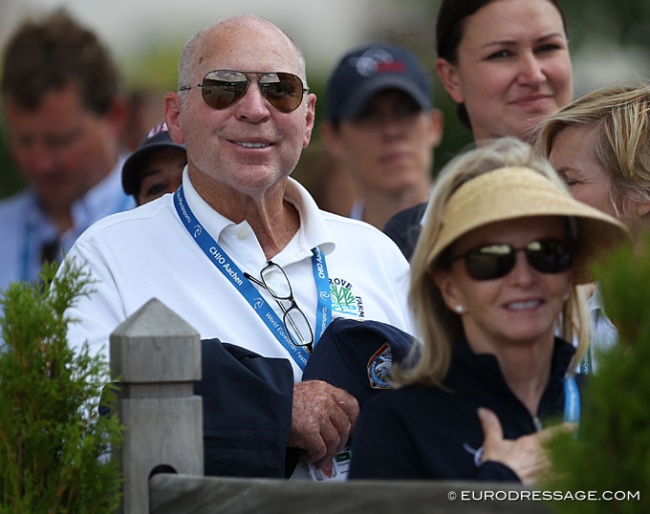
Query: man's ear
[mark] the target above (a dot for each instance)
(310, 119)
(172, 110)
(437, 123)
(450, 79)
(642, 209)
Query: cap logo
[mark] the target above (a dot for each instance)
(374, 61)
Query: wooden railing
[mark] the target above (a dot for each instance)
(156, 356)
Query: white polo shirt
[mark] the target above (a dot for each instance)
(148, 253)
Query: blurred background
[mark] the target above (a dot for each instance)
(610, 41)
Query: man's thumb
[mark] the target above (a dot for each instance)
(492, 431)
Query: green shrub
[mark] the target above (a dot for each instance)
(612, 450)
(54, 445)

--------------------------------------------------

WRITTEN REQUEST:
Set down every row above again word for word, but leave out the pictures.

RESPONSE FOR THIS EXERCISE:
Query: man's ear
[mark] the target above (a dot for each instance)
(310, 119)
(172, 110)
(437, 123)
(450, 79)
(642, 209)
Query: cap logo
[mark] the target above (a dot for each instance)
(374, 61)
Query: wooden railing
[mark] the target above (a dot for each instance)
(156, 356)
Query: white polo shirt
[mark] the target above (a dot for each instance)
(148, 253)
Query: blurred background
[mark] the target above (a dot for each instance)
(610, 41)
Query: man's thumb
[mark] the target above (a dot for each instance)
(492, 431)
Query: green shrub
[mark] the target above (a dot for each instance)
(612, 450)
(54, 445)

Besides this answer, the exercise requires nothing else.